» Problem description:
Pick up the comments about living with bipolar disorder after their last sentence and keep writing them.

» Document section:
Paula,I hate to say you can never handle a adult child that will deny illness.When they seek to accept it and take action against it you will be able to handle them then.
I was diagnosed with BP around 36. I thought things would be diffent tan they turned out. I am a complicated case my doctor says. I am mostly dipressed. But, when I get manic I’m really out there. I was in church for a while but beame ashamed to go. I thougt everyone knew and I didn’t want that. So, I stopped going and became insociable, Tis went on for years and I slowly pushed away any contact I had. Even my two sisters. First, my husband and I started going from church to church, but we didn’t find anyone that we felt comfortable with. Finally, we found one about. we we’re welcome with arms. It was then I started fweeling like a normal hyuman being. I went to the pastor right away and taold of my BP. He acepted it well. Now I have a new family, things are looking up and my faith is growing stonger by each passing day. God is good and will always be with me so I am never alone. If only I could have figured this out before. My moods Swings are not as often and I finally feel normal(if there is such a thing) I just know I am finally making new freinds and leaning on Jesus Christ as my personal savior and with Him all things are possible.
A grateful outlook impacts my mood and health the same way cognitive behavoural therapy (CBT) does. Looking close enough to see some good in this journey prevents me from standing back from my situation far enough to make grand sweeping negative generalizations. For example, I could say, “I always get dealt such shitty hands in life & nothing is ever easy for me.” But if I look a little closer at my life there are some good things. My husband hasn’t left me (that’s huge!). Or, better that I was diagnosed now than towards the end of my life (after I’d completely ruined my kids). Also, I have a great psychiatrist and a supportive family doctor. But I kid you not, it is most definitely a choice. Stay stable, maybe feel good OR have my mood spiral downward out of control soon to be followed by self destructive habits & suicidal feelings. Some days I choose the downward spiral. Bad choice but it’s my choice to make. Live and learn. Other days, I’m thankful for a thing or two. Somedays it’s more difficult and “I’m thankful for….something, think of something, anything,” and I’m standing so close to my life and looking so intently that my nose is smushed up against the glass. So today I’ll be thankful for finding this blog and having the opportunity to read other bipolar people’s thoughts. Do they sound as desparate as I often feel? Yup. Nice to not be alone on that one.

» Records:
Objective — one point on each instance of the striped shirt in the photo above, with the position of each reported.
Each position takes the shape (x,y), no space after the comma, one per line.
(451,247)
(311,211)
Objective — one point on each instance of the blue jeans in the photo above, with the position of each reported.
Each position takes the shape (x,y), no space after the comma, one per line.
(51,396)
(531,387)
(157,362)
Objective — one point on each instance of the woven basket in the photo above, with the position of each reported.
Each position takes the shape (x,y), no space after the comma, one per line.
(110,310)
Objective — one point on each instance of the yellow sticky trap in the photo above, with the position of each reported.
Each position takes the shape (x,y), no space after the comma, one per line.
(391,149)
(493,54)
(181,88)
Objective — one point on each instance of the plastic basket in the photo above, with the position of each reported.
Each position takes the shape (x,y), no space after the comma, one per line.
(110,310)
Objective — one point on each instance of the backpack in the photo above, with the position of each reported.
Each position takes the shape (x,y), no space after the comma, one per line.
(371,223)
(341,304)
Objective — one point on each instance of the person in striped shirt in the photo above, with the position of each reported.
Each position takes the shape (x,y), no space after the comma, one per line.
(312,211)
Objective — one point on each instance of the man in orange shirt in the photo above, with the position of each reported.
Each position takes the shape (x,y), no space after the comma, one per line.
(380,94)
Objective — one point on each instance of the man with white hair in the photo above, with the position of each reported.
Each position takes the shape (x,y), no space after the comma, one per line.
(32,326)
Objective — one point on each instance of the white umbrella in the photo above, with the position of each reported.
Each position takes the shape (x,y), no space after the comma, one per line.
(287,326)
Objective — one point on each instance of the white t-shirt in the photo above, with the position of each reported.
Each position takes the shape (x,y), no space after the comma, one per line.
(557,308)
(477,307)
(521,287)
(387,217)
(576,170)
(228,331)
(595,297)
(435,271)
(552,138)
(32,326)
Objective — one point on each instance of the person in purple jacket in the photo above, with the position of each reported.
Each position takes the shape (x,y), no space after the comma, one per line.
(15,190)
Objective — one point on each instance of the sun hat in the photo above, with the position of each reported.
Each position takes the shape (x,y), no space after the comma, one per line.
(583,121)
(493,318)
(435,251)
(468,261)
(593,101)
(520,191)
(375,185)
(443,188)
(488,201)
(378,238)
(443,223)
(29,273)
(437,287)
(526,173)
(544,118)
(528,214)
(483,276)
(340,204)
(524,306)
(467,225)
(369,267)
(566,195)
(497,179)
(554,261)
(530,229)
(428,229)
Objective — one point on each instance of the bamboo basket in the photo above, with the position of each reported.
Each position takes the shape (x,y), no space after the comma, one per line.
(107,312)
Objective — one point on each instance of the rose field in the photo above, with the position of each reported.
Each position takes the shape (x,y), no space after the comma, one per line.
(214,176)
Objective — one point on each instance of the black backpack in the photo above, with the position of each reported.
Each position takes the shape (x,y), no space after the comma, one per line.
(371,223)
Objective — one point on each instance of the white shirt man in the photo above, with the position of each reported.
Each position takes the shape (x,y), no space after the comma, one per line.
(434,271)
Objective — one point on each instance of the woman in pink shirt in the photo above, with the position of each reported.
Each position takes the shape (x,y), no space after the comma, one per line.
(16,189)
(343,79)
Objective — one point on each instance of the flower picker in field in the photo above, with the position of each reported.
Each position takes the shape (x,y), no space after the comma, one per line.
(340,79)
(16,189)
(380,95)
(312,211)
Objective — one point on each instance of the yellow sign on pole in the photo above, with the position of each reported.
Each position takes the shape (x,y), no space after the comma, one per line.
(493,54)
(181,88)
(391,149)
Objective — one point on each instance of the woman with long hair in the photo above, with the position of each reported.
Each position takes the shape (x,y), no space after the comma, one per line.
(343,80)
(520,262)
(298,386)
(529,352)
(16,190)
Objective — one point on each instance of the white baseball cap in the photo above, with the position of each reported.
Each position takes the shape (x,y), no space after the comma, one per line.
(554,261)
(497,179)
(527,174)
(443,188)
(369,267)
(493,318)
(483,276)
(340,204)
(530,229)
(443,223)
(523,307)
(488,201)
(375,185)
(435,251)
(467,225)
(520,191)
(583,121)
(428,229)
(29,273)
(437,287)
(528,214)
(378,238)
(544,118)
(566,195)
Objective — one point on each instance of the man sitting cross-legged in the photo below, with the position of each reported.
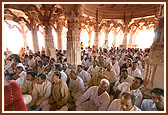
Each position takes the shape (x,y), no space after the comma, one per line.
(95,98)
(40,93)
(60,94)
(126,103)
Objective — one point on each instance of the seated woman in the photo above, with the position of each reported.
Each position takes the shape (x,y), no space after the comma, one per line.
(13,97)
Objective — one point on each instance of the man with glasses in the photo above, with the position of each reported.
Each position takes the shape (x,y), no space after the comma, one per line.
(156,103)
(125,103)
(133,88)
(95,98)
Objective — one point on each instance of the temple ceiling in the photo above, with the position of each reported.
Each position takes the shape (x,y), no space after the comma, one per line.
(55,14)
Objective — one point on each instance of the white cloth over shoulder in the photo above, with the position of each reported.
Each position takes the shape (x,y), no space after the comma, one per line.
(76,88)
(95,103)
(116,106)
(63,76)
(135,73)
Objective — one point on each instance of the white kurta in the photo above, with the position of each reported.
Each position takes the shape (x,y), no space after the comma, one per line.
(129,79)
(112,75)
(85,76)
(76,88)
(125,87)
(41,93)
(92,70)
(27,87)
(95,103)
(49,76)
(63,76)
(30,64)
(135,73)
(116,68)
(88,63)
(22,79)
(116,106)
(40,70)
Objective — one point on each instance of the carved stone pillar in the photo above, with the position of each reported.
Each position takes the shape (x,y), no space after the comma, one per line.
(96,39)
(59,39)
(131,37)
(125,34)
(49,42)
(154,75)
(89,42)
(115,34)
(73,34)
(35,40)
(106,35)
(23,32)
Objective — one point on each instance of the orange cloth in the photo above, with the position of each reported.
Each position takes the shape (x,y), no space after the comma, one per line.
(42,50)
(21,52)
(18,102)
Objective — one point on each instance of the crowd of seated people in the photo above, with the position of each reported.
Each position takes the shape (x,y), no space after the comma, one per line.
(106,80)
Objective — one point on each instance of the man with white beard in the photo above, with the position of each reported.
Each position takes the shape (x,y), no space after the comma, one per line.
(134,71)
(40,93)
(93,69)
(84,75)
(58,68)
(98,97)
(115,66)
(76,86)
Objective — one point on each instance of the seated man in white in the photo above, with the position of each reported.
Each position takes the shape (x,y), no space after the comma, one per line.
(60,94)
(30,82)
(20,76)
(124,77)
(40,93)
(93,69)
(115,65)
(76,86)
(58,68)
(95,98)
(111,74)
(125,103)
(133,88)
(84,75)
(134,71)
(156,103)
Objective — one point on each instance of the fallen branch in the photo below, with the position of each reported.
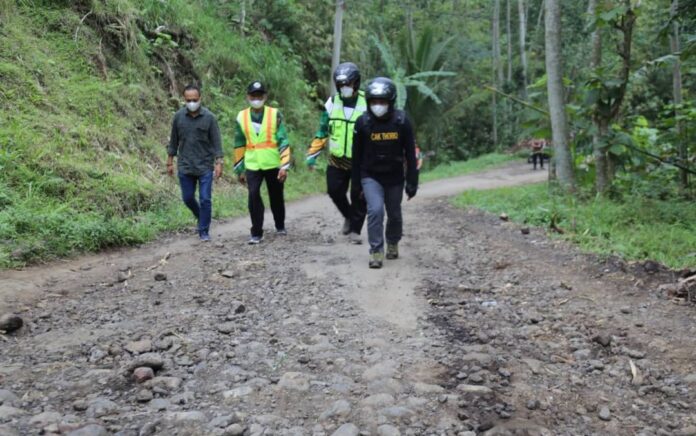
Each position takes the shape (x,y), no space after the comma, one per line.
(515,99)
(77,29)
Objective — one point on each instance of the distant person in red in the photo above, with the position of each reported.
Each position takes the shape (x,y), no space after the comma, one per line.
(537,146)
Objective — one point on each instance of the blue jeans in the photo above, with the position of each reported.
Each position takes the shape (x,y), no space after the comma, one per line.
(378,199)
(202,209)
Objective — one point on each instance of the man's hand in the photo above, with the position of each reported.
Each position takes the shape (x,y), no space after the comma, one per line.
(411,191)
(217,172)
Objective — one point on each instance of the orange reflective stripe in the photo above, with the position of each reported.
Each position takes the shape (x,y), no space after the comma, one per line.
(247,130)
(262,145)
(269,124)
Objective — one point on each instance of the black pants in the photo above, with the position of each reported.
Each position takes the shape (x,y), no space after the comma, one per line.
(540,156)
(275,194)
(337,185)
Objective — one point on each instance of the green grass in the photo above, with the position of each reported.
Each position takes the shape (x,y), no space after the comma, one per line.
(81,154)
(467,167)
(634,229)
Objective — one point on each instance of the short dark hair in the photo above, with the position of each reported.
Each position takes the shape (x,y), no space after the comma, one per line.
(193,87)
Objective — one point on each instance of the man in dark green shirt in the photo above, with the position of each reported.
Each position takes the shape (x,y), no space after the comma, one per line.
(195,140)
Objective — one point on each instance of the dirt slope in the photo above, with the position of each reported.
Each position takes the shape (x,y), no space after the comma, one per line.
(475,329)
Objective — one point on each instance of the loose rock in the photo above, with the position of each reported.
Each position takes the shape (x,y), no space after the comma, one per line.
(10,322)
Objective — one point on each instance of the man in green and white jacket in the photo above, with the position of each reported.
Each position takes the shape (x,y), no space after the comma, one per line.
(336,129)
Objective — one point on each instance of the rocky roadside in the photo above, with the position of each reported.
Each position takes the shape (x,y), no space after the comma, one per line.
(515,335)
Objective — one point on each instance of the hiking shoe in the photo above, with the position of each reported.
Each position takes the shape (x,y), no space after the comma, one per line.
(354,238)
(376,259)
(392,251)
(255,240)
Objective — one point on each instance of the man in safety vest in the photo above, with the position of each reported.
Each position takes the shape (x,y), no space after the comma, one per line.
(383,144)
(336,129)
(262,152)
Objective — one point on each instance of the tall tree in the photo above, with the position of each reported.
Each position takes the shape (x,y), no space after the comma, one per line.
(497,66)
(677,95)
(600,126)
(556,95)
(509,39)
(610,92)
(523,44)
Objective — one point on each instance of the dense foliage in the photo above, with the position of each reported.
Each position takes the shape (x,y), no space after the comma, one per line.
(89,86)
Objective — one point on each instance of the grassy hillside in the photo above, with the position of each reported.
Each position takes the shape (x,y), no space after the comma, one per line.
(88,90)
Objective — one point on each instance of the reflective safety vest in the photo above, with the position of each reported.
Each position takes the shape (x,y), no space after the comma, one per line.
(340,128)
(261,150)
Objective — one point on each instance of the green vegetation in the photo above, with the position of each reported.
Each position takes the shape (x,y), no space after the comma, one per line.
(461,168)
(88,89)
(86,114)
(636,228)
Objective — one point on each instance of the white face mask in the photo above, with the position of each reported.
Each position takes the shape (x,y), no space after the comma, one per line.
(379,109)
(256,104)
(346,91)
(193,106)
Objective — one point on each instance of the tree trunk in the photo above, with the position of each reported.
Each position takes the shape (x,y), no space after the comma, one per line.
(338,31)
(497,67)
(496,44)
(601,127)
(554,72)
(677,96)
(523,45)
(242,17)
(509,40)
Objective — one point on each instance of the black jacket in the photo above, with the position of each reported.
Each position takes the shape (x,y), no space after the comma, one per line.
(383,149)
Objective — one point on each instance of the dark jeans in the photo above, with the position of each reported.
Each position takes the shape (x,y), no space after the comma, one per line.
(337,184)
(202,209)
(538,156)
(275,194)
(379,198)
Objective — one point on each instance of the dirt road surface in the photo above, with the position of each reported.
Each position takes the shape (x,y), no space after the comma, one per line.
(475,329)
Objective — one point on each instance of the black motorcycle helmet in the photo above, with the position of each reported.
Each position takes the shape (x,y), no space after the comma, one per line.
(381,88)
(346,73)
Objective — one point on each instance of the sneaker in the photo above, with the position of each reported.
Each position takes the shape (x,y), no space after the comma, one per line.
(392,251)
(376,259)
(354,238)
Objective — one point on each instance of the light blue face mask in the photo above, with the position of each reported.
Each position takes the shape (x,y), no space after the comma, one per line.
(379,109)
(193,106)
(346,91)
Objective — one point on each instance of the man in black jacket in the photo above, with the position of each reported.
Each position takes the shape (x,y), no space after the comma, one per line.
(383,142)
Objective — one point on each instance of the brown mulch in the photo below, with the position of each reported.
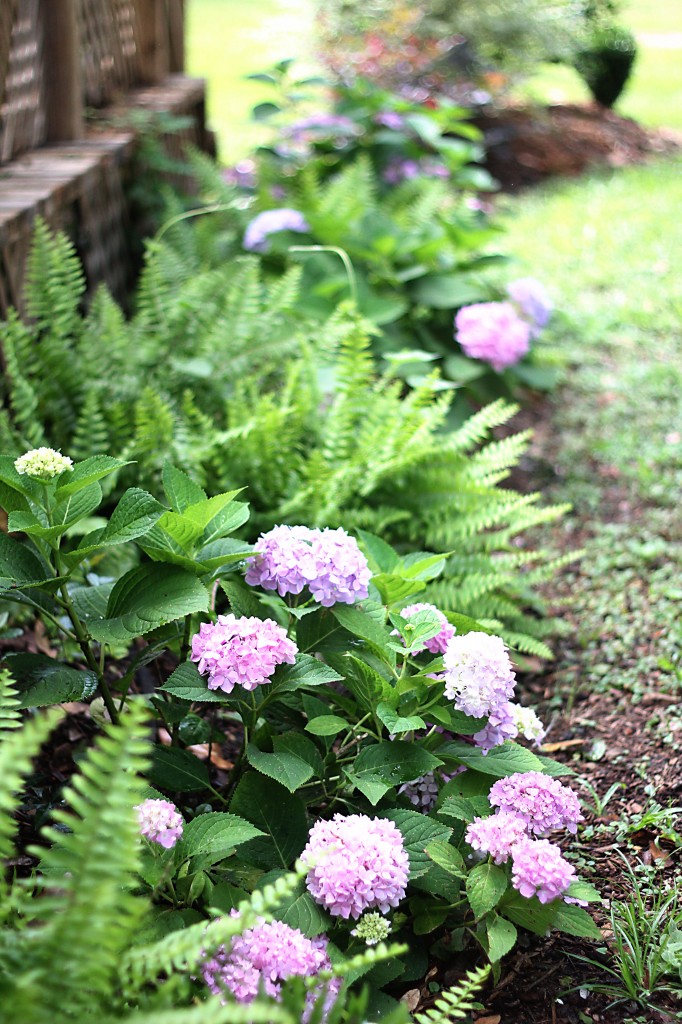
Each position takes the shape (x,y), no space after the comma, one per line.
(526,144)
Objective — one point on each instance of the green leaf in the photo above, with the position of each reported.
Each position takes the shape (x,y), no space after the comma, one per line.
(446,291)
(445,856)
(18,564)
(394,588)
(302,912)
(486,884)
(383,766)
(177,770)
(278,813)
(327,725)
(186,683)
(146,597)
(41,681)
(288,769)
(87,472)
(501,761)
(395,723)
(307,671)
(179,488)
(501,936)
(212,833)
(419,832)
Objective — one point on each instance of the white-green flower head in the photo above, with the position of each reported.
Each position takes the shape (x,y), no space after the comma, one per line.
(373,928)
(43,464)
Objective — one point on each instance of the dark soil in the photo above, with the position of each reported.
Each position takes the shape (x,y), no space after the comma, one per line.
(524,145)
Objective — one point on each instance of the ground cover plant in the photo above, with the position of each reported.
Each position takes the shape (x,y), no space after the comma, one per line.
(375,739)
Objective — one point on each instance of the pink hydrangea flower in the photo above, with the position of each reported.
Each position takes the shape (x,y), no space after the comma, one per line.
(531,298)
(437,643)
(497,835)
(328,561)
(539,869)
(160,821)
(543,802)
(269,222)
(357,863)
(266,954)
(494,333)
(479,677)
(501,726)
(241,651)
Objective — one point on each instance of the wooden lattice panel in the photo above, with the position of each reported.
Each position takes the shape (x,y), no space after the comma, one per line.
(22,107)
(108,49)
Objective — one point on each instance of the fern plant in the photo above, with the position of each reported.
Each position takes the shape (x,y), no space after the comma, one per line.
(220,373)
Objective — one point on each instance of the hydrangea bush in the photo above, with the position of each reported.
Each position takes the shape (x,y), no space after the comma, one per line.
(373,734)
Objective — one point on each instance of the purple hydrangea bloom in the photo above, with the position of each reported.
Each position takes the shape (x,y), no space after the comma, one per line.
(266,954)
(437,643)
(270,221)
(160,821)
(241,651)
(531,298)
(543,802)
(539,869)
(479,677)
(357,863)
(501,726)
(329,562)
(497,835)
(494,333)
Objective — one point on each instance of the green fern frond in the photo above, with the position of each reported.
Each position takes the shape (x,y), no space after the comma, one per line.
(457,1003)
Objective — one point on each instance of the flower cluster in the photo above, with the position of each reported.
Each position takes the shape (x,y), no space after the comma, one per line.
(269,222)
(494,333)
(539,869)
(43,464)
(356,863)
(534,302)
(541,801)
(266,954)
(478,675)
(528,803)
(437,643)
(329,562)
(160,821)
(241,651)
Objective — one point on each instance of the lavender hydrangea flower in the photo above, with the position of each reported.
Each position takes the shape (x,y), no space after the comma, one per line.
(266,954)
(437,643)
(357,863)
(494,333)
(160,821)
(531,298)
(501,726)
(497,835)
(539,869)
(329,562)
(543,802)
(479,677)
(241,651)
(270,221)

» Solved problem:
thats for sure, brother
OK - hate me for sounding so corny, but I do like in the Bing Crosby song in White Christmas and “go to sleep counting my blessings”. This is great in a few different ways - it remnids me of the good things in my life as, like many bipolar people, I really made a mess of things before I got treatment so I MUST keep some focus on the positive instead of my lost marriage, career, home, finances, etc. Also, if I am having trouble sleeping it means I am using the time in a calming and postive way instead of moving into mania or depression. I also believe that there is some metaphysical power to it - taht pouring out gratitude means more focus and attention is placed on good things, which in turn creates more good. Bitterness is too dangerous a mindset if you have bipolar because of the inclination to anger and depression. To me, gratitude is like a weapon I can use against this darkness.
sometimes it is some hard to thankful for looking through such pessimistic eyes… I know having 4 kids I and thankful that they are healthy so that is a start.